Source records
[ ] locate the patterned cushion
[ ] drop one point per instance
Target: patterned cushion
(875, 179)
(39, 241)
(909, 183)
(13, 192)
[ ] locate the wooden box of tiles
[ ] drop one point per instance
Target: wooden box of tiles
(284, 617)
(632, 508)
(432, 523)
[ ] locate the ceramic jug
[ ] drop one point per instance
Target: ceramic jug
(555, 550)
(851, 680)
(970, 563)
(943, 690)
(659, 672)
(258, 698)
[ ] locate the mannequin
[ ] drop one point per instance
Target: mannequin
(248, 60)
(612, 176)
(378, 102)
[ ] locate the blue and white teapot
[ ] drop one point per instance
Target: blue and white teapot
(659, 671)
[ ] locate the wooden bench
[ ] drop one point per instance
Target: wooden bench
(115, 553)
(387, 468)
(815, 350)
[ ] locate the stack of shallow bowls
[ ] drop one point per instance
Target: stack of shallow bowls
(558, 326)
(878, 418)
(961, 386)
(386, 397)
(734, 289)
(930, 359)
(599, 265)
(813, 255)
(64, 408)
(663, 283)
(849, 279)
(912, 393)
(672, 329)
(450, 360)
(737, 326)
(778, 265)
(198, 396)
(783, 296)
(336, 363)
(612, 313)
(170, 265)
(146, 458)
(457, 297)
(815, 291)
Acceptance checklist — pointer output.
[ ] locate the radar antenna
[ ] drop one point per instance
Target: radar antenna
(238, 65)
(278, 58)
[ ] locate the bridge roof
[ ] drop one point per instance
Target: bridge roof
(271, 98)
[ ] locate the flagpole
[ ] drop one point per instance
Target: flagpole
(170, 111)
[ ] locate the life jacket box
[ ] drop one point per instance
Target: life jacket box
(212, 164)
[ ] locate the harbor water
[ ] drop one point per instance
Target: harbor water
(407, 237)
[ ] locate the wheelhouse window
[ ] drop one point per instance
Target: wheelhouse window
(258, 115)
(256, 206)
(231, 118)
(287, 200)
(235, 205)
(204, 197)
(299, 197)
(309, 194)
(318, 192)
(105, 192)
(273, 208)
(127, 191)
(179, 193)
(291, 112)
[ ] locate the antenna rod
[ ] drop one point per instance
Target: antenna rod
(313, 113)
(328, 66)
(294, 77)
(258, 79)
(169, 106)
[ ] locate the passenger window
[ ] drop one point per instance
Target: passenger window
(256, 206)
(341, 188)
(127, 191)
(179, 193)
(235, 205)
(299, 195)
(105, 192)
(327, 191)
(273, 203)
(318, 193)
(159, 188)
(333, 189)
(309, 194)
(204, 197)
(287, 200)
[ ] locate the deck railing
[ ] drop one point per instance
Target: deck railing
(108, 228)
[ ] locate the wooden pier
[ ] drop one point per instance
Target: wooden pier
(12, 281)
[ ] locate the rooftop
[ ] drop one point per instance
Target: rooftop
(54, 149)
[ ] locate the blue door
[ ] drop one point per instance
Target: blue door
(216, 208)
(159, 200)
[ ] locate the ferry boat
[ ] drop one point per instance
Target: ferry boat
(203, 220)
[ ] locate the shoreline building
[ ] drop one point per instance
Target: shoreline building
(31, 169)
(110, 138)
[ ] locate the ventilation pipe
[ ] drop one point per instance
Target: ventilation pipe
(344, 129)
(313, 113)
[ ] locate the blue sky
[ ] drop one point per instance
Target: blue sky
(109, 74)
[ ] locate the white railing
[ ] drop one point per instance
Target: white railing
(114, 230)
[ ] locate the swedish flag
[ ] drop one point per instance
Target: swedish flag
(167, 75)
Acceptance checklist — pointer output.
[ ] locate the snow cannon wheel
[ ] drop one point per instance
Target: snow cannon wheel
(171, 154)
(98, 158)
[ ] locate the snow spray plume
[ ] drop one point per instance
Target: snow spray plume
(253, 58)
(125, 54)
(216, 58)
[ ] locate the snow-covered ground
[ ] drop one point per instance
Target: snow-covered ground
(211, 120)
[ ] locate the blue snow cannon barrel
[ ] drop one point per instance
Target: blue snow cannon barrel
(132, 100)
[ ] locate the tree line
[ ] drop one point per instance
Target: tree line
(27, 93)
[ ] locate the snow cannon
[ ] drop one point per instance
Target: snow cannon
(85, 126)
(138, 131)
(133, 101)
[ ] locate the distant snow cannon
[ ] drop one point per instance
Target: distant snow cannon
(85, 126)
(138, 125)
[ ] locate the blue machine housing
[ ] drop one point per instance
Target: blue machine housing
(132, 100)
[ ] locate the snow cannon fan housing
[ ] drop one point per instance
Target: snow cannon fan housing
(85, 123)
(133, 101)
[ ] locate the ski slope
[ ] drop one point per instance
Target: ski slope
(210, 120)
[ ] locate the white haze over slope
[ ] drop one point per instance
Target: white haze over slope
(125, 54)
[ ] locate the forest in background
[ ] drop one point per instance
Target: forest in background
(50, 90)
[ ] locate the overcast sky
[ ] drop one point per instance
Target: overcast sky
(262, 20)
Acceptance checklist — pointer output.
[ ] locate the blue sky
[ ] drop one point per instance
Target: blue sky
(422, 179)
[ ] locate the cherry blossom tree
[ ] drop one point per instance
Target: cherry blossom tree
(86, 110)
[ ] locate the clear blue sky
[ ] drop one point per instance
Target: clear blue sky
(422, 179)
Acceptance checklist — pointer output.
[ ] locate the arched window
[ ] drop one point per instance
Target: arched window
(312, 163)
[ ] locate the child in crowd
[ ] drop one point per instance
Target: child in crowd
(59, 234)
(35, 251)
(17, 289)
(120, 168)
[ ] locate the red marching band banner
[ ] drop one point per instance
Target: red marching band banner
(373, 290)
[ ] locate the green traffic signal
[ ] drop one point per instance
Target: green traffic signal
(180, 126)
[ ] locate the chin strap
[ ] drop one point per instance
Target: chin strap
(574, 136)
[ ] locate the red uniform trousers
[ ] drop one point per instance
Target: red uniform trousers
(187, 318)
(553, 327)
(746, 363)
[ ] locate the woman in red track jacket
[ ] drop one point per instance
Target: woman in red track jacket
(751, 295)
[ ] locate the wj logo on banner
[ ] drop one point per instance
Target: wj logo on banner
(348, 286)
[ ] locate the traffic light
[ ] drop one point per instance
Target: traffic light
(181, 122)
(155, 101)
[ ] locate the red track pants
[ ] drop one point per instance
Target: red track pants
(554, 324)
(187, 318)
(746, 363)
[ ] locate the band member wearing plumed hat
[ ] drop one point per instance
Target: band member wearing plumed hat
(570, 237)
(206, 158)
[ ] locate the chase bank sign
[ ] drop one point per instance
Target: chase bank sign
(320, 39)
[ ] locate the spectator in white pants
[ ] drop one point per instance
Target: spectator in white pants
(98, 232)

- What you have to do -
Extract each line of the material exactly as it stands.

- Reply to the task -
[ ] locate the patterned cushion
[ ] drop one point per instance
Target: patterned cushion
(875, 179)
(39, 241)
(909, 183)
(13, 192)
[ ] locate the wooden box of tiles
[ ] drop one point per instance
Target: wooden box of tiles
(284, 617)
(632, 508)
(432, 523)
[ ] locate the ceramic jug
[ ] drop one point per instance
Target: ceramic jug
(555, 550)
(851, 680)
(970, 563)
(943, 690)
(659, 672)
(258, 698)
[ ] locate the mannequin
[ ] drop one point per instance
Target: mannequin
(248, 60)
(612, 176)
(378, 102)
[ ] locate the blue and white teapot
[ ] drop one point per instance
Target: blue and white teapot
(659, 671)
[ ] locate the wooden bench
[ ] drop one point per instance
Target: wooden bench
(115, 553)
(387, 468)
(815, 350)
[ ] locate the stack of shallow bowls
[ ] drop one point per instance
Target: stack of shallow bowls
(558, 326)
(878, 418)
(961, 386)
(386, 397)
(734, 289)
(930, 359)
(599, 265)
(813, 255)
(64, 408)
(663, 283)
(849, 279)
(912, 393)
(672, 329)
(450, 360)
(737, 326)
(778, 265)
(198, 396)
(783, 296)
(336, 363)
(612, 313)
(170, 265)
(146, 458)
(457, 297)
(815, 291)
Acceptance checklist — pointer output.
[ ] locate the radar antenna
[ ] drop one point per instance
Target: radar antenna
(238, 65)
(278, 58)
[ ] locate the bridge roof
[ ] drop one point per instance
Target: bridge roof
(271, 98)
[ ] locate the flagpole
[ ] drop one point per instance
Target: flagpole
(170, 111)
[ ] locate the life jacket box
[ ] drop one point per instance
Target: life jacket box
(212, 164)
[ ] locate the harbor water
[ ] drop one point per instance
Target: harbor water
(407, 237)
[ ] locate the wheelhouse window
[ ] drop one point per instance
Target: wheelhouse window
(258, 115)
(256, 206)
(231, 118)
(287, 200)
(235, 205)
(204, 197)
(299, 197)
(309, 194)
(318, 192)
(105, 192)
(273, 208)
(127, 191)
(179, 193)
(291, 112)
[ ] locate the antenna rod
[ ] drop one point per instance
Target: antenna rod
(313, 113)
(328, 66)
(294, 77)
(258, 79)
(169, 106)
[ ] locate the passenger window
[ ] drop one point per instance
Target: passenger window
(256, 206)
(341, 188)
(127, 191)
(179, 193)
(235, 205)
(299, 195)
(105, 192)
(327, 191)
(273, 203)
(318, 193)
(159, 188)
(333, 189)
(309, 194)
(204, 197)
(287, 200)
[ ] locate the deck railing
[ ] drop one point per instance
Target: deck railing
(108, 228)
[ ] locate the wooden pier
[ ] drop one point per instance
Target: wooden pier
(12, 281)
[ ] locate the rooftop
[ ] drop one point per instance
Target: rooftop
(54, 149)
[ ] locate the blue door
[ ] drop one point per instance
Target: blue door
(216, 208)
(159, 200)
[ ] locate the ferry boat
[ ] drop one point per instance
Target: ferry boat
(203, 220)
[ ] locate the shoreline building
[ ] drop one point per instance
Target: shoreline building
(31, 169)
(110, 138)
[ ] locate the ventilation pipe
[ ] drop one point per instance
Target: ventilation pipe
(344, 129)
(313, 113)
[ ] locate the blue sky
[ ] drop one point per instance
Target: blue sky
(109, 74)
[ ] locate the white railing
[ ] drop one point per instance
Target: white railing
(114, 230)
[ ] locate the swedish flag
[ ] drop one point per instance
Target: swedish flag
(167, 75)
Acceptance checklist — pointer output.
[ ] locate the snow cannon wheel
[ ] drop one point per instance
Target: snow cannon wheel
(171, 154)
(98, 158)
[ ] locate the snow spray plume
[ ] drop one point per instance
Target: snow spray plume
(253, 58)
(125, 54)
(216, 58)
[ ] locate the snow-covered ground
[ ] drop one point per instance
Target: snow-covered ground
(211, 120)
[ ] locate the blue snow cannon barrel
[ ] drop one point per instance
Target: blue snow cannon barrel
(132, 100)
[ ] locate the tree line
[ ] drop one point per instance
Target: tree line
(27, 93)
[ ] locate the snow cannon
[ ] drop one point per instance
Target: snow cannon
(85, 126)
(138, 131)
(133, 101)
[ ] locate the distant snow cannon
[ ] drop one point per instance
Target: distant snow cannon
(85, 126)
(138, 125)
[ ] locate the blue machine housing
[ ] drop one point per instance
Target: blue machine housing
(132, 100)
[ ] locate the snow cannon fan housing
[ ] drop one point per instance
Target: snow cannon fan housing
(85, 123)
(133, 101)
[ ] locate the ski slope
[ ] drop one point per instance
Target: ski slope
(210, 120)
[ ] locate the white haze over slope
[ ] drop one point per instance
Target: white haze over slope
(125, 54)
[ ] locate the forest in background
[ ] drop one point per instance
Target: forest in background
(50, 90)
[ ] locate the overcast sky
[ ] drop one point per instance
Target: overcast sky
(262, 20)
Acceptance checklist — pointer output.
[ ] locate the blue sky
[ ] drop one point per instance
Target: blue sky
(422, 179)
[ ] locate the cherry blossom tree
[ ] drop one point per instance
Target: cherry blossom tree
(86, 110)
[ ] locate the clear blue sky
[ ] drop one point per instance
Target: clear blue sky
(422, 179)
Acceptance checklist — pointer output.
[ ] locate the arched window
[ ] drop one point per instance
Target: arched window
(312, 163)
[ ] locate the child in crowd
[ ] drop one point per instance
Target: child in crowd
(59, 234)
(35, 251)
(17, 289)
(120, 168)
[ ] locate the red marching band banner
[ ] drop one point per instance
Target: red marching band banner
(373, 290)
[ ] locate the green traffic signal
[ ] drop one point per instance
Target: green traffic signal
(180, 126)
[ ] locate the chin strap
[ ] drop one point per instance
Target: chin strap
(574, 136)
[ ] locate the red uniform trousers
[ ] drop one point per instance
Target: red uniform trousers
(187, 318)
(553, 327)
(746, 363)
[ ] locate the woman in red track jacket
[ ] drop one point per instance
Target: woman in red track jacket
(751, 295)
[ ] locate the wj logo on banner
[ ] drop one point per instance
Target: wj logo on banner
(348, 286)
[ ] locate the traffic light
[ ] drop one point per instance
Target: traffic light
(181, 122)
(155, 101)
[ ] locate the red track pants
[ ] drop one point per instance
Target: red track pants
(554, 324)
(187, 318)
(746, 363)
[ ] locate the band member wearing plumed hat
[ ] drop one point per instance
Target: band member wearing plumed hat
(570, 237)
(206, 158)
[ ] locate the chase bank sign
[ ] drop one point per instance
Target: chase bank sign
(320, 39)
[ ] locate the spectator in white pants
[ ] drop one point per instance
Target: spectator in white pants
(98, 232)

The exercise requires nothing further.